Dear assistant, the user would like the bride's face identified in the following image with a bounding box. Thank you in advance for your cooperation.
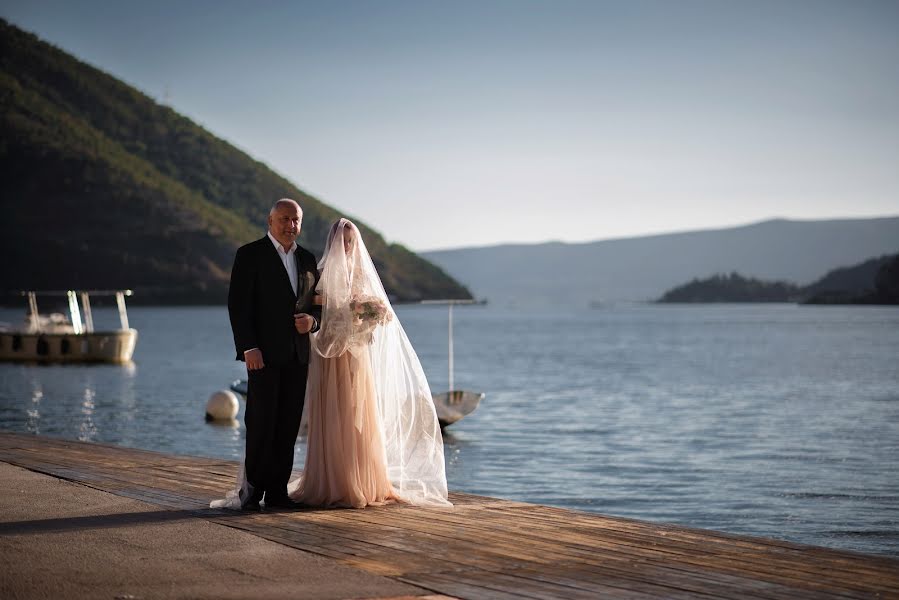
[343,230,355,254]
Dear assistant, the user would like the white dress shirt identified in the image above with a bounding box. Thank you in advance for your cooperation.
[267,230,298,294]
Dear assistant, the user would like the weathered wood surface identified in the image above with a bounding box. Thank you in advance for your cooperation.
[1,432,896,600]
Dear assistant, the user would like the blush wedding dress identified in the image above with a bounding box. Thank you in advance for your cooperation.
[288,218,451,508]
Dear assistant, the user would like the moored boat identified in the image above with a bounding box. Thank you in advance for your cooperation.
[418,299,485,428]
[0,290,138,363]
[431,390,484,428]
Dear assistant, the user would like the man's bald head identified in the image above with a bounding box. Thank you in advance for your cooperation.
[270,198,302,217]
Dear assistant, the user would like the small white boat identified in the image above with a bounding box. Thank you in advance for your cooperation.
[420,299,484,428]
[0,290,138,363]
[432,390,484,428]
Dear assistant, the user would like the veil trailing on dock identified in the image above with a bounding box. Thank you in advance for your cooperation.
[309,218,451,507]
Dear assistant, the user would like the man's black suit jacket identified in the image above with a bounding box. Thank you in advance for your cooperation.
[228,236,322,366]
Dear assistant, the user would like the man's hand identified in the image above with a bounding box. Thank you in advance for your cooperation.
[294,313,315,334]
[244,348,264,371]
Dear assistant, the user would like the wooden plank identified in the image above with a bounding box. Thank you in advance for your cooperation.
[342,500,899,592]
[471,568,751,600]
[324,504,886,599]
[520,504,899,570]
[397,572,554,600]
[495,563,858,600]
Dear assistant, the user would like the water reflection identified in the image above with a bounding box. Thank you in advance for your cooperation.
[119,361,137,376]
[441,429,473,448]
[27,385,42,434]
[441,429,473,472]
[207,418,240,429]
[113,362,138,446]
[79,386,97,442]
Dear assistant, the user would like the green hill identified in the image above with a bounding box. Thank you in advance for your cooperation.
[657,273,801,303]
[802,253,899,304]
[0,19,471,303]
[657,253,899,304]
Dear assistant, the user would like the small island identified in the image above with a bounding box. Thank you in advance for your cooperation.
[658,253,899,305]
[658,273,799,303]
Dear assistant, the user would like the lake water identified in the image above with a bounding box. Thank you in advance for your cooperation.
[1,303,897,557]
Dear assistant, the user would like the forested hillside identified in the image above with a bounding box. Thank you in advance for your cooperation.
[0,20,470,303]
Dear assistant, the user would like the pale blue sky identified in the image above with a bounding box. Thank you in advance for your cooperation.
[3,0,898,250]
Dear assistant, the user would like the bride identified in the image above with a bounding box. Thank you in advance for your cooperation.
[288,218,451,508]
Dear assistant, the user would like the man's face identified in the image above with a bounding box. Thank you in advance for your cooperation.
[269,203,301,246]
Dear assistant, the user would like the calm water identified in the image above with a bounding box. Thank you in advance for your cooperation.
[1,304,898,556]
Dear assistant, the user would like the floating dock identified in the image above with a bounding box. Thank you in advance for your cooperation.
[1,432,896,599]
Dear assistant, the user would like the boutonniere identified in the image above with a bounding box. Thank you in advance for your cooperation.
[295,271,317,313]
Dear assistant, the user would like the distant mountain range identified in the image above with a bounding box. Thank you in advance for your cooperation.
[0,20,470,304]
[423,217,899,307]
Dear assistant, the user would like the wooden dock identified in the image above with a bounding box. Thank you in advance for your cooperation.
[1,431,896,599]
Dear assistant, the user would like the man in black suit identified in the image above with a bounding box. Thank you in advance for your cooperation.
[228,198,321,510]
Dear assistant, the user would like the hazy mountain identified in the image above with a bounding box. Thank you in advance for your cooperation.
[423,217,899,307]
[0,20,470,303]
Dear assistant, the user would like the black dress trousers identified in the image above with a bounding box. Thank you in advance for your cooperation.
[244,359,307,500]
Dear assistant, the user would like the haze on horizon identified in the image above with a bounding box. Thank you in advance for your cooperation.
[2,0,898,251]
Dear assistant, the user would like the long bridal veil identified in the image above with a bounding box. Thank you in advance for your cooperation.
[309,218,451,507]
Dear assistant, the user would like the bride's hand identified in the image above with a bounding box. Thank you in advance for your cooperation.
[313,294,323,306]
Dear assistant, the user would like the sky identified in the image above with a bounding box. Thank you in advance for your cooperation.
[2,0,898,251]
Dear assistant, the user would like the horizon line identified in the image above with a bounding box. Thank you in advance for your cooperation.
[416,214,899,254]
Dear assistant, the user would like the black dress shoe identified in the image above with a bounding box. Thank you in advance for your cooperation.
[239,485,263,512]
[240,499,262,512]
[263,496,305,509]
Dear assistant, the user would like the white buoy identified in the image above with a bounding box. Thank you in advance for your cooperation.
[205,390,239,422]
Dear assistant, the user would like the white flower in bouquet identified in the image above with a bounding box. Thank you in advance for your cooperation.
[349,295,393,326]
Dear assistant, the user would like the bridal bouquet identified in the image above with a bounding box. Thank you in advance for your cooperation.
[349,295,393,326]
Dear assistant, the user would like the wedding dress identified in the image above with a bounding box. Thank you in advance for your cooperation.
[288,218,451,508]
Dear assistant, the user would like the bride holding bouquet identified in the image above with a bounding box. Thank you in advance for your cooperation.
[289,218,451,508]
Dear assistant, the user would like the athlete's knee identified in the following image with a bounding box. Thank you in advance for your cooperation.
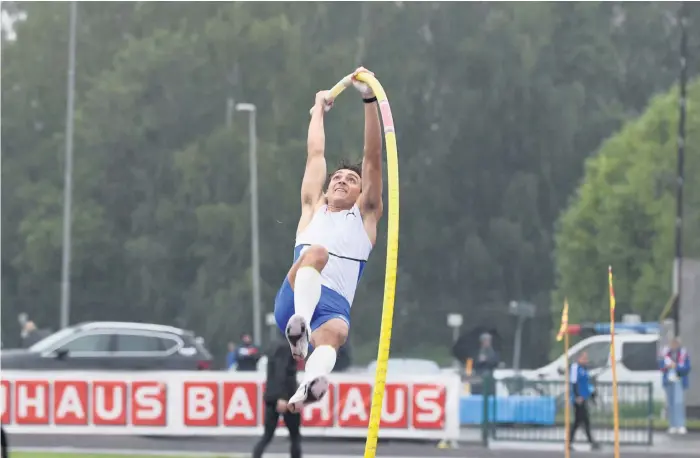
[301,245,329,271]
[312,319,348,349]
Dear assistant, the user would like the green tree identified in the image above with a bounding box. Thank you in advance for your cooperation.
[553,80,700,325]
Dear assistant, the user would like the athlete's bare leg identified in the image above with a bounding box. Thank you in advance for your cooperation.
[287,318,348,412]
[306,319,347,386]
[285,246,351,412]
[310,319,348,350]
[284,245,328,362]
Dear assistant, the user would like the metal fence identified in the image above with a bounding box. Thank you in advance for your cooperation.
[477,377,654,446]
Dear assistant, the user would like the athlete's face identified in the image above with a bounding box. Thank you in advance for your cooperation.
[326,168,362,208]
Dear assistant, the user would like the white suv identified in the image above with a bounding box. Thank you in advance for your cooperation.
[494,332,663,401]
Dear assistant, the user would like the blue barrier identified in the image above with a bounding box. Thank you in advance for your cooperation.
[459,395,556,425]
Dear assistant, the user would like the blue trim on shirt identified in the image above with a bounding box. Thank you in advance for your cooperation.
[357,260,367,284]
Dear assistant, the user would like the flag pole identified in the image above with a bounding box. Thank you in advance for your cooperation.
[609,266,620,458]
[557,299,571,458]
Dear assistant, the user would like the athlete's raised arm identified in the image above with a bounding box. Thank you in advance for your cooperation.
[354,68,384,223]
[299,91,330,228]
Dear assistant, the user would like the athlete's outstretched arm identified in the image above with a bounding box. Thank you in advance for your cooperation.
[301,92,329,214]
[358,76,383,217]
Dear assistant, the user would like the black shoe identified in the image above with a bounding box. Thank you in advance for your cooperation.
[590,442,601,450]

========

TASK TO COMPLETE: Give back the lines above exactly, from the one with "Dear assistant, the user would like the athlete's face" through the last line.

RESPONSE BELOW:
Dear assistant, the user would like the athlete's face identified in the image above with a bounding box. Thank you in advance for your cooperation.
[326,168,362,208]
Dear assistant, the user would like the white suv identified in the image above with a bounding box. Thank you in advance for your cooperation.
[494,332,663,401]
Dear assistant, the user would like the blue barrier identified in the image above with a bounding box. Thank you in advance for your cooperation.
[459,395,556,425]
Dear assistant, the user would like the blue trim on shirt identified in the image above with a bounding box. Thank you in advance for your cooperation.
[357,260,367,284]
Dear assistant, the user would like the flag pole identified in the image above with a bounding box. Thank you in advance for your cooperation.
[609,266,620,458]
[557,299,571,458]
Dear assistant, the user would like the athlete's raised arm identified in the image above with a bounding box. Thank you in advance for your cooperation.
[354,68,384,223]
[299,91,330,228]
Dear assistant, the user would like the athlete's outstretched arm identified in the image above with a bounding box. Thank you in advance for your cooperation.
[301,92,329,214]
[358,76,383,217]
Dear assistant, the user would like the black shoe identified in the image above with a bounding box. Thank you in advance for your cooperation.
[590,442,601,450]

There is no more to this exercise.